*ZU ERLEDIGEN*:
[a] Zähle alle Punkte auf, die das Bundesforum Männer laut dem Text zum Koalitionsvertrag begrüßt.
[b] Erkläre in ein bis drei Sätzen, warum laut dem Text zum Koalitionsvertrag eine gleichstellungsorientierte Männerpolitik gebraucht wird.
[c] Schreibe den Text über den Koalitionsvertrag und die Männerpolitik im Anschluss an seinen letzten Satz weiter.

*VORLIEGENDER TEXT*:
----
Die Abteilungsleiterin Frau Dr. Petra Follmar-Otto sprach in ihrem Grußwort verschiedene Punkte aus dem Koalitionsvertrags an. Männer in der Gleichstellung seien wichtig und eine gleichstellungsorientierte Männerpolitik werde gebraucht, wenn die Gleichstellung bis 2030, wie im Koalitionsvertrag als ehrgeiziges Ziel formuliert, realisiert werden soll. Als Bundesforum Männer begrüßen wir es sehr, dass

  1. die Partnermonate beim Elterngeld erhöht werden sollen und eine bezahlte Freistellung für Väter und zweite Elternteile geplant ist, wenn auch nicht bereits zum August 2022 im Rahmen der Umsetzung der EU-Vereinbarkeitsrichtlinie,
  2. das Modell gemeinsam getrennt Erziehen nach Trennung und Scheidung gestärkt werden und eine entsprechende Online-Beratungsplattform an den Start gehen soll,
  3. die Pflegezeit weiterentwickelt und eine Lohnersatzleistung bei Übernahme von Angehörigenpflege eingeführt werden soll,
  4. die Vielfalt der Familienformen rechtlich besser abgebildet werden soll, bspw. auch mit Blick auf schwule Vaterschaft,
  5. die Ausschreibung zur geschlechtervergleichenden Dunkelfeldstudie Partnerschaftsgewalt auf den Weg gebracht ist.
----
*BEREITGESTELLTE DATEN*:
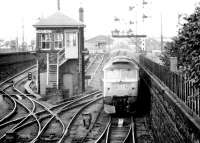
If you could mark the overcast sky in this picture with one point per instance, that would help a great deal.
(98, 15)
----
*GELÖSTE AUFGABEN*:
[a]
1. Die Partnermonate beim Elterngeld sollen erhöht werden, und eine bezahlte Freistellung für Väter und zweite Elternteile ist geplant.
2. Das Modell gemeinsam getrennt Erziehen soll nach Trennung und Scheidung gestärkt werden, und eine Online-Beratungsplattform soll an den Start gehen.
3. Die Pflegezeit soll weiterentwickelt werden, und bei Übernahme von Angehörigenpflege soll eine Lohnersatzleistung eingeführt werden.
4. Die Vielfalt der Familienformen soll rechtlich besser abgebildet werden, etwa mit Blick auf schwule Vaterschaft.
5. Die Ausschreibung zur geschlechtervergleichenden Dunkelfeldstudie Partnerschaftsgewalt ist auf den Weg gebracht.

[b] Laut dem Grußwort von Frau Dr. Petra Follmar-Otto wird sie gebraucht, wenn die Gleichstellung bis 2030 verwirklicht werden soll. Dieses Ziel formuliert der Koalitionsvertrag als ehrgeizig. Zudem seien Männer in der Gleichstellung wichtig.

[c]
Als Dachverband gleichstellungsorientierter Politik für Jungen, Männer und Väter nehmen wir die Einladung uns einzubringen und einzumischen gerne an und freuen uns darauf, diese und weitere Vorhaben der Regierung konstruktiv-kritisch zu begleiten und gemeinsam voranzubringen.